GOAL OF THE EXERCISE
Copy out the rows below with "instance" swapped for "occurrence" and everything else left unchanged. Leave the pictures out.

<<<<

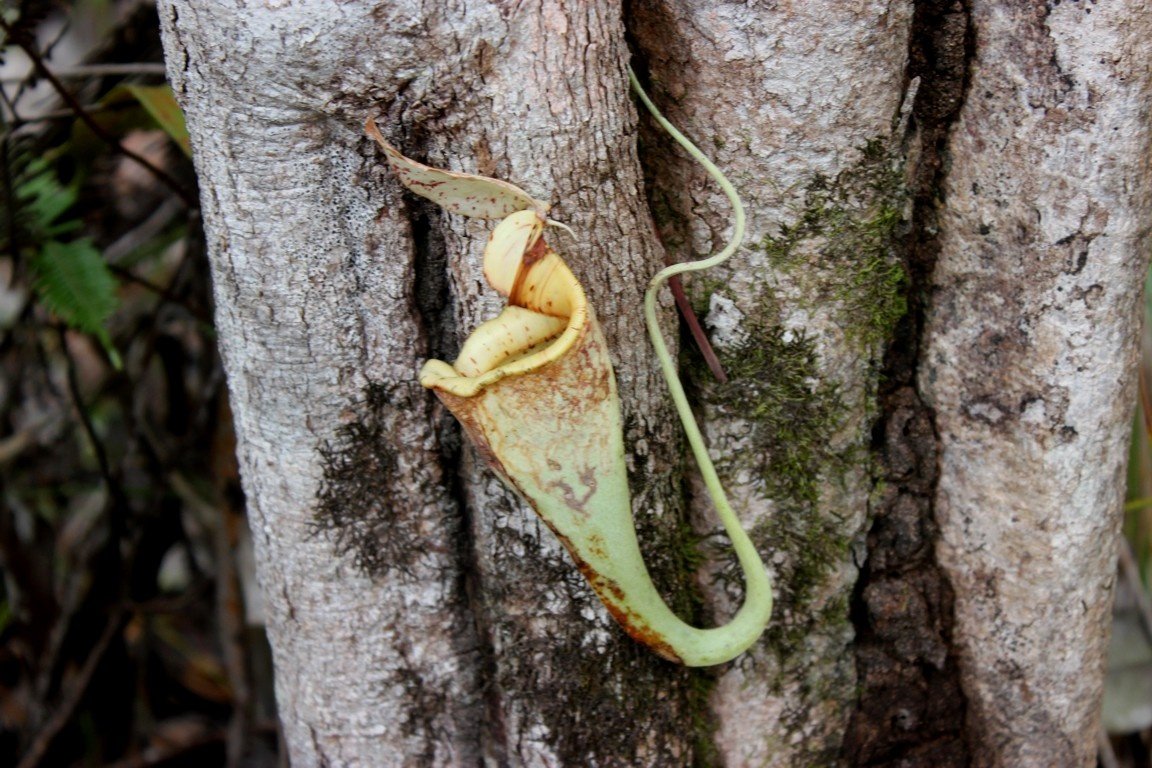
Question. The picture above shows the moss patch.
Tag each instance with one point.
(844, 244)
(793, 416)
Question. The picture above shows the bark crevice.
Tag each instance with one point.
(911, 706)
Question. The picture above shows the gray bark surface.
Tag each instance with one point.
(1030, 362)
(421, 615)
(797, 103)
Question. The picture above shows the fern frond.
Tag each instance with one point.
(73, 281)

>>>>

RIGHT ANSWER
Question. The picture above shows the moss patch.
Tag each occurrence with one point.
(844, 244)
(793, 416)
Question. The picture above shows the bark crevice.
Tag each occurrence with one point.
(911, 706)
Question. The picture above shows the gray bark surface.
Tag each occurrence with one point.
(1030, 362)
(421, 615)
(797, 103)
Question. The picture above shows the fern frond.
Tag each occurrence with one point.
(73, 281)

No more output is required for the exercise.